Task objective
Reproduce the Fourth Sunday of Advent homily below word for word, from its date line to its last line.

Given passage
--

12/21/14

Homily for December 21

The Annunciation by Henry Ossawa Tanner


Homily for the Fourth Sunday of Advent
(Scriptures for today's Mass)

(Following the text of the homily is a widget with several musical settings of today’s gospel story of Mary and the angel Gabriel…)

Audio for homily



A good way to pray with scripture is to imagine yourself
as one of the characters in the story, in the scene,
and to ponder what you might say or do, what you might experience
from that character’s point of view as the story unfolds.

I want to share you with you just such a reflection
from writer and artist Jan Richardson.

She takes the gospel we just heard and imagines herself to be Gabriel,
the angel who comes to tell Mary she’ll be the mother of Jesus.

You might want to close your eyes and listen as if, for a few moments,
you were the angel Gabriel, just about to enter Mary’s house…

Gabriel’s Annunciation
For a moment
I hesitated
on the threshold.
For the space
of a breath
I paused,
unwilling to disturb
her last ordinary moment,
knowing that the next step
would cleave her life:
that this day
would slice her story
in two,
dividing all the days before
from all the ones
to come.

--

Record extracts
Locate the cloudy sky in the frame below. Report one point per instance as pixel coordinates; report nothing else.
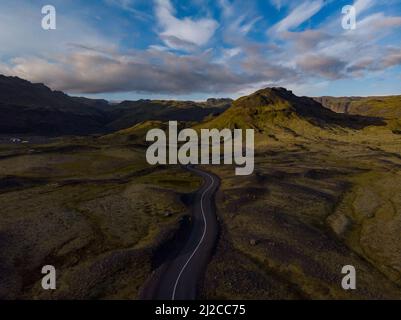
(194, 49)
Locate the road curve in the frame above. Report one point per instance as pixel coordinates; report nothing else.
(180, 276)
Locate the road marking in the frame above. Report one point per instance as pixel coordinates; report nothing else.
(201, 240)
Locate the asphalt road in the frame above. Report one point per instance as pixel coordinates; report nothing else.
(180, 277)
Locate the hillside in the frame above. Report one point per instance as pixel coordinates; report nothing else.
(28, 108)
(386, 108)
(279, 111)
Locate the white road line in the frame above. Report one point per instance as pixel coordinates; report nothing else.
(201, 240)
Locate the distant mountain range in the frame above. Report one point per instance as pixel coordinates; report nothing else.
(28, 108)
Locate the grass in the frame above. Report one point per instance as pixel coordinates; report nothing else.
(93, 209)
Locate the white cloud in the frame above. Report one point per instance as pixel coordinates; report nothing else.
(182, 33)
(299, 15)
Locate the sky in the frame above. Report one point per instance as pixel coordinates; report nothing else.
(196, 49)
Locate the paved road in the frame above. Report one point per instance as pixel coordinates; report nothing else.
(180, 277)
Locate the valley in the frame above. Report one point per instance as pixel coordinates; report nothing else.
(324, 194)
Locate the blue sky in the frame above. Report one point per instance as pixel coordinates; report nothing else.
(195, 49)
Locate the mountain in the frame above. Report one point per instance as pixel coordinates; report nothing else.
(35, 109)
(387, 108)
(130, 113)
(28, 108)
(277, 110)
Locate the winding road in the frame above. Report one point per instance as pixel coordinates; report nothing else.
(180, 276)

--

Solution to the exercise
12/21/14

Homily for December 21

The Annunciation by Henry Ossawa Tanner


Homily for the Fourth Sunday of Advent
(Scriptures for today's Mass)

(Following the text of the homily is a widget with several musical settings of today’s gospel story of Mary and the angel Gabriel…)

Audio for homily



A good way to pray with scripture is to imagine yourself
as one of the characters in the story, in the scene,
and to ponder what you might say or do, what you might experience
from that character’s point of view as the story unfolds.

I want to share you with you just such a reflection
from writer and artist Jan Richardson.

She takes the gospel we just heard and imagines herself to be Gabriel,
the angel who comes to tell Mary she’ll be the mother of Jesus.

You might want to close your eyes and listen as if, for a few moments,
you were the angel Gabriel, just about to enter Mary’s house…

Gabriel’s Annunciation
For a moment
I hesitated
on the threshold.
For the space
of a breath
I paused,
unwilling to disturb
her last ordinary moment,
knowing that the next step
would cleave her life:
that this day
would slice her story
in two,
dividing all the days before
from all the ones
to come.